• _ページ抜粋_:
▼

医療費控除を受けたいために確定申告をされる方は非常に多いと思われます。せっかく一年間領収書を保管しても、10万円未満で使えないこともありますが、家族分もまとめて申請するなどで医療費控除が使える可能性が高くなる裏ワザがあるのです。

今村 仁

執筆者:今村 仁

中小企業・個人事業主の節税対策ガイド

 

医療費控除とは?

医療費控除を家族分も申請する

医療費控除でお金が戻る

医療費控除とは、年間の医療費が一定額を超える場合に適用できる所得控除です。その一定額とは、10万円です(所得200万円以下の人はこのラインが下がります)。年間の医療費が10万円を超える場合に、その超える部分が医療費控除の対象となります。

(その年中に支払った医療費の総額)― 10万円※=医療費控除額(最高200万円)
※所得の合計額が200万円までの人は所得の合計額の5%

ちなみに、(支払った医療費-10万円)が還付されると勘違いされている人が多いのですが、医療費控除は、税額控除ではなく所得控除ですので、(支払った医療費-10万円)×所得税率が還付される税金となります。
 

裏ワザ! 医療費控除は同じ財布なら家族まとめて申告する

医療費控除で税金が戻ることはご存知の方も多いのはないでしょうか? でもそのほとんどが、自身の去年一年間でかかった医療費についてのみ、医療費控除が可能と思われているのではないでしょうか?

実は、自分だけではなく、生計を同一にする配偶者や家族の分も、自分が医療費を支払うようにすれば、まとめて医療費控除を受けることができます。つまり、自分の医療費控除の対象となる領収書だけではなく、通常10万円に満たない場合には、生計一親族の医療費も合せて、10万円を超えるかどうか考えればいいのです。

なお、「生計を同一にする」とは、財布を一つにして生活していることをいい、必ずしも同居していなくてもいいのです。また、扶養していなくてもいいのです。別居の親やフリーターの息子なども場合によっては、対象になります。

例えば、共働きの夫婦の夫が妻の医療費を負担した場合、通常、夫婦は生計を一にしているので、医療費を実際に支払った夫の医療費控除の対象となります。また、郷里で一人暮らしをしている母親の医療費を子供が支払った場合、どうでしょうか?

この場合、母親の年収が少額で、子供からの仕送りで生活しているというような状況にあれば、その子供と母親とは「生計を一にしている」ことになり、子供が負担した医療費は、その子供の医療費控除の対象となります。そして、最も控除額を多く、つまり税金を少なくしようとすれば、生計一親族内で一番所得の多い人が家族分の医療費を支払い、医療費控除を受けるといいでしょう。
 

家族をまとめた場合の医療費控除の必要書類は?

それでは、具体的な必要書類はどのようなものかというと、これは通常の医療費控除と同じです。つまり、医療費控除の領収書を集めればいいのです。この場合、生計一親族にかかった医療費の領収書も、もちろんあわせて集めてください。

さらに、医療費控除の対象となるのは、通院に要した交通費も対象となります。バスや電車で通院した場合は、領収書はないため、エクセルか何かで日時、行き先、手段、金額等を記録しておくといいでしょう。なお、自家用車で通院した場合のガソリン代や駐車場代、原則としてタクシー代が対象外となりますので、ご注意ください。

▲

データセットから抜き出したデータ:
▼

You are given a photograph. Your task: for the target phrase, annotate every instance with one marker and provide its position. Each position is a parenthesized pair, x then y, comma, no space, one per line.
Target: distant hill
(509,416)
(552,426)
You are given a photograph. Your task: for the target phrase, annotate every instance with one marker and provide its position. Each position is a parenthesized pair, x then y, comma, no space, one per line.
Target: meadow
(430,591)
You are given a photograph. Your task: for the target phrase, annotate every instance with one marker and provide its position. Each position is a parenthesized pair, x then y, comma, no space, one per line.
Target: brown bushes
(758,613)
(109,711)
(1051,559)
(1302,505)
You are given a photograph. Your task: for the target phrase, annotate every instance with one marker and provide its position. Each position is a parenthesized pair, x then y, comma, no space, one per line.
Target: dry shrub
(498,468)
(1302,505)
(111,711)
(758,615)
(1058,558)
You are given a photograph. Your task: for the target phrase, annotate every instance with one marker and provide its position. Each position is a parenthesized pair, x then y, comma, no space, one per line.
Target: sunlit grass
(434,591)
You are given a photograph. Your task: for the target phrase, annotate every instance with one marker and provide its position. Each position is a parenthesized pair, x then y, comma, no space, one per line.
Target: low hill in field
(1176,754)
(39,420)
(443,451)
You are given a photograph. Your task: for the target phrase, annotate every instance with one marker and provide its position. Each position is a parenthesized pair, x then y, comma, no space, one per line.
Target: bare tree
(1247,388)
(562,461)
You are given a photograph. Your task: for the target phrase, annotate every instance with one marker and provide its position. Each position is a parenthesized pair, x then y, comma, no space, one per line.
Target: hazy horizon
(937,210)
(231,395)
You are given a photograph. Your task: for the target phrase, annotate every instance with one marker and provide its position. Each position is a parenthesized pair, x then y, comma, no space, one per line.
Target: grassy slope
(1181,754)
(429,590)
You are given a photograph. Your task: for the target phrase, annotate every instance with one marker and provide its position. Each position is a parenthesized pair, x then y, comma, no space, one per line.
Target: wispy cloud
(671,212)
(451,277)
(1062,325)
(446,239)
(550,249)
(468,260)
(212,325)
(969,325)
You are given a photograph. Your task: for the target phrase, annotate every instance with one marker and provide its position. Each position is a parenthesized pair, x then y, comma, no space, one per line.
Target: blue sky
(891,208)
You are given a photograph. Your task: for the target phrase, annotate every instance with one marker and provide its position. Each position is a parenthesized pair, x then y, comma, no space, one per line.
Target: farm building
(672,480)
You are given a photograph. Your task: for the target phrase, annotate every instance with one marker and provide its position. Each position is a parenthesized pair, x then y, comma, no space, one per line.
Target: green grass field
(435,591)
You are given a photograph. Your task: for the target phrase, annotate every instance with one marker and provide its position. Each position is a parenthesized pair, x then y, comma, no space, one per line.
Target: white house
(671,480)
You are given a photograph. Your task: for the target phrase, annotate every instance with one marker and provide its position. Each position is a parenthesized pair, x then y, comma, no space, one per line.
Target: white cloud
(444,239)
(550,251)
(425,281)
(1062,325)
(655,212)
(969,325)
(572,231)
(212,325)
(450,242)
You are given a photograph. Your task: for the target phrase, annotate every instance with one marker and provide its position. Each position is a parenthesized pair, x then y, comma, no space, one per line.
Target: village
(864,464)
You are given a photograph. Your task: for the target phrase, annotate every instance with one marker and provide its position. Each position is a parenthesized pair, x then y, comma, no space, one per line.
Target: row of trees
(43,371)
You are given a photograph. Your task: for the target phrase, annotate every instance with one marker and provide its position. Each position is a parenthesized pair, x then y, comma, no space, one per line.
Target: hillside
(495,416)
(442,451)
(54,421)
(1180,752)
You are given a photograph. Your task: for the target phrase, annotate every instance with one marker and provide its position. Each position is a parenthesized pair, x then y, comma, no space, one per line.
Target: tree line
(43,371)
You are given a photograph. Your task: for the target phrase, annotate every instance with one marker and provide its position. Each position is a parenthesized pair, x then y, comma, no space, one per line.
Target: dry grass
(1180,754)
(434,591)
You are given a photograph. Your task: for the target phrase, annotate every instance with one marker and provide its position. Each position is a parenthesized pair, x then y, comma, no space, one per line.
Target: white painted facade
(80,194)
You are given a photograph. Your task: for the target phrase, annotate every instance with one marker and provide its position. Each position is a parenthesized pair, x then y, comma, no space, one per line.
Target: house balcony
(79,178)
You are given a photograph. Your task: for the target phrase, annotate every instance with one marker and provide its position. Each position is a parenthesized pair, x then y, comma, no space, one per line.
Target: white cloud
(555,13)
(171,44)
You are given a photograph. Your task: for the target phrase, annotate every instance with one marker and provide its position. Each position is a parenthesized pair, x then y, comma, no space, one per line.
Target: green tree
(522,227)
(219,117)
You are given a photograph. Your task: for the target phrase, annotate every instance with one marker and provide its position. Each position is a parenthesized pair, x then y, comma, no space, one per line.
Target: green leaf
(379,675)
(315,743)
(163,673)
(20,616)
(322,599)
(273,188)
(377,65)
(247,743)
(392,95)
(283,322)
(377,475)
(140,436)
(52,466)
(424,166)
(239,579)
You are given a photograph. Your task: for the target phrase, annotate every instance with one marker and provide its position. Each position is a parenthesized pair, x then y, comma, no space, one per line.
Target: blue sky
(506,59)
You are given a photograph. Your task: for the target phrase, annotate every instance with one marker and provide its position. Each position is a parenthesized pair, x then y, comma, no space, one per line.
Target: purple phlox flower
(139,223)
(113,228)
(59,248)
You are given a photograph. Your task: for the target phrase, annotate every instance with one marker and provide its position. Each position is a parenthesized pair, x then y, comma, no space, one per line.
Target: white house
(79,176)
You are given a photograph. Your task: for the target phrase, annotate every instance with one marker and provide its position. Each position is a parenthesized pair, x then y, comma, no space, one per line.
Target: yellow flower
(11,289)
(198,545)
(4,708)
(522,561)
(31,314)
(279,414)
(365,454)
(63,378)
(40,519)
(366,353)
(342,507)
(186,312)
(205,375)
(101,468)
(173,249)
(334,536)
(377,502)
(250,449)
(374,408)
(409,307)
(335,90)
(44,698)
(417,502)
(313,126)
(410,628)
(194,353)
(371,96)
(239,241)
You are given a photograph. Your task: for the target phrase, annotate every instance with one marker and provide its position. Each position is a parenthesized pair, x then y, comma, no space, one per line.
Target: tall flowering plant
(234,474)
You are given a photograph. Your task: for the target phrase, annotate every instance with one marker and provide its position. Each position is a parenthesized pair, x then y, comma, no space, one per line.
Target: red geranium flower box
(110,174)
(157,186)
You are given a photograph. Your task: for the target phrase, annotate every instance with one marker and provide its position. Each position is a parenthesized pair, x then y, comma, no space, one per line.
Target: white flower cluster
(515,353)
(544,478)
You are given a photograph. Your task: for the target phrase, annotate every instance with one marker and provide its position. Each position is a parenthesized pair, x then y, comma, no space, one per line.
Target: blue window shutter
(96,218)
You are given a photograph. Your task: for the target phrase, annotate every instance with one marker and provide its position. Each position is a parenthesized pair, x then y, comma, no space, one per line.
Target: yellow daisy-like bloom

▲

• _作業依頼 1_: 医療費控除の記事によると、還付される税金が「支払った医療費-10万円」ではないのはなぜですか。その理由と実際に還付される額の求め方を、1〜3文で説明してください。
• _作業依頼 2_:
医療費控除の記事について、次の問いに答えてください。
(a) 所得の合計額が200万円までの人の場合、医療費から差し引く額はいくらですか。
(b) 医療費控除額の上限はいくらですか。
(c) バスや電車で通院した場合、交通費についてどうしておくとよいとされていますか。
• _作業依頼 3_: 医療費控除の記事の続きを、最後の文の後から書いてください。

• _記述回答 1_: 医療費控除は税額控除ではなく所得控除だからです。そのため、還付される税金は「(支払った医療費-10万円)×所得税率」になります。

• _記述回答 2_:
(a) 所得の合計額の5%
(b) 200万円
(c) 領収書がないため、エクセルなどで日時、行き先、手段、金額等を記録しておく。

• _記述回答 3_:
 

医療費控除の手続きは?

手続きは、確定申告によります。確定申告というと難しく感じるかもしれませんが、コツをつかめば簡単です。パソコンが使える方の場合、国税庁HP「確定申告書作成コーナー」を開けてみましょう。そこには、エクセルで集計可能な「医療費集計フォーム」も掲載されています。確定申告書についても、入力フォーム順に入力すれば、申告書を完成することができます。

一方、パソコンが使えない方の場合、家にて自分で手書き作成されるのもいいのですが、初めての方は、最寄りの税務署や確定申告相談窓口に行けば丁寧に教えてくれます。そのときの持参品としては、自分や生計一親族にかかった医療費の領収書とサラリーマンの方は会社発行の「源泉徴収票」、個人の認印、税金の還付先の通帳です。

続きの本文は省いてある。